If a line below includes the string "christmas", copy it.

Stored data entries:
=== Section Start ===

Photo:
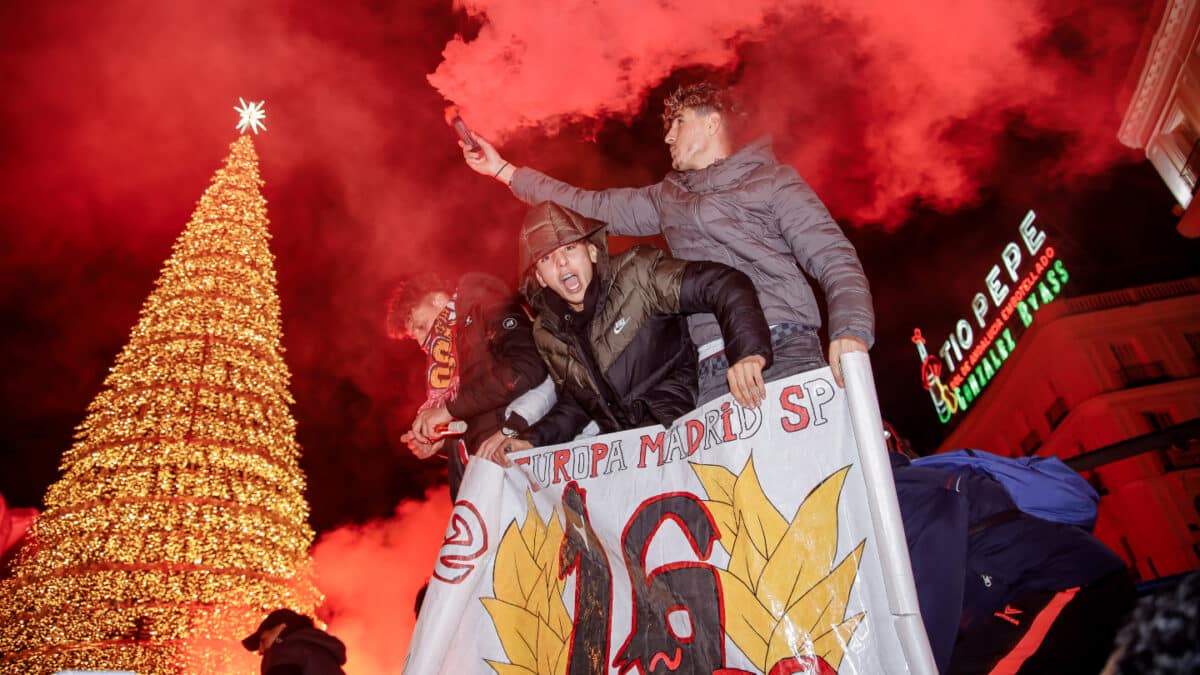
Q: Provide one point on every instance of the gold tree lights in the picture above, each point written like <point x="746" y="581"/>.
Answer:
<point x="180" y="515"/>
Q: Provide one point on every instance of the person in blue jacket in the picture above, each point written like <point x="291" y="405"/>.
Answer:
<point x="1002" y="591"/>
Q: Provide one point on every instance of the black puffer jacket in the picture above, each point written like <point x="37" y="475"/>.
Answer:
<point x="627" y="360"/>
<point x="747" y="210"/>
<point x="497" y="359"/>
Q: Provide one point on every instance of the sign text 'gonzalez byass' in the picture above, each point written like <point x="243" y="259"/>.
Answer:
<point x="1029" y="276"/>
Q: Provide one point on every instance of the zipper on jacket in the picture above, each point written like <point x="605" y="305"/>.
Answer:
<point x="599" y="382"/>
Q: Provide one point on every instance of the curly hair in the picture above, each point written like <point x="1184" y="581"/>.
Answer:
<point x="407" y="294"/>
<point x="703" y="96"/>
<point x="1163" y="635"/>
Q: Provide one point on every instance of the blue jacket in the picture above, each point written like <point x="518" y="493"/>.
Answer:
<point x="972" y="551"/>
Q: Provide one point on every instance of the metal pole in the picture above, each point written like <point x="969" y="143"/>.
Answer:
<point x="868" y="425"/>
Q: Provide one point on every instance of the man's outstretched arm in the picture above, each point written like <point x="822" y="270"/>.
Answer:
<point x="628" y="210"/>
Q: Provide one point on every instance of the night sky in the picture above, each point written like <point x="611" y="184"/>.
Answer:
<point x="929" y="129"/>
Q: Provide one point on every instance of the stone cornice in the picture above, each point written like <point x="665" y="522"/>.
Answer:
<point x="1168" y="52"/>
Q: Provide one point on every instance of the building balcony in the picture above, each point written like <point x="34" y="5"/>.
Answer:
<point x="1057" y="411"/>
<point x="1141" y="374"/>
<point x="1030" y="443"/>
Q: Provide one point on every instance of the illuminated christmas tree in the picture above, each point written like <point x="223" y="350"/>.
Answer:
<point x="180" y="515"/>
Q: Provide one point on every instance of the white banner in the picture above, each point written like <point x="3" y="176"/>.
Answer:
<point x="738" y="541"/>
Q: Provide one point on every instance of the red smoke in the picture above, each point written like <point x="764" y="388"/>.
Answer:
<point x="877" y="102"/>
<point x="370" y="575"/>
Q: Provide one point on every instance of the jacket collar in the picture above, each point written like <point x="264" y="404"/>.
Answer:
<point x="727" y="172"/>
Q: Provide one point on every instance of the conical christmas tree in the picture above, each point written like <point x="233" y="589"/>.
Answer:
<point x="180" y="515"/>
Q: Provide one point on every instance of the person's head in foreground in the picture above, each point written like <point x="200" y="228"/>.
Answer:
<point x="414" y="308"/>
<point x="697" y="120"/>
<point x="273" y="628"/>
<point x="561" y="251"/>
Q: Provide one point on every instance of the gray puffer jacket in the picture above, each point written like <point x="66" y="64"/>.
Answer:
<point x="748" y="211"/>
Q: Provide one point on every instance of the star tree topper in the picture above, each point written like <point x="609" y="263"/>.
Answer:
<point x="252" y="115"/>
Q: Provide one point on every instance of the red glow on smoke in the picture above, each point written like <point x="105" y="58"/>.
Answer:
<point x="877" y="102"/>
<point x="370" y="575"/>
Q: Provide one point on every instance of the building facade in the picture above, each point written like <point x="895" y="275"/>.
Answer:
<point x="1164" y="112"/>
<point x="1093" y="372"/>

=== Section End ===

▸ Result
Q: Provide one point on every instance of the illuminated christmas tree in the picture above, each point written like <point x="223" y="350"/>.
Q: Provide one point on every instance of the conical christmas tree in the picture above, each point written like <point x="233" y="589"/>.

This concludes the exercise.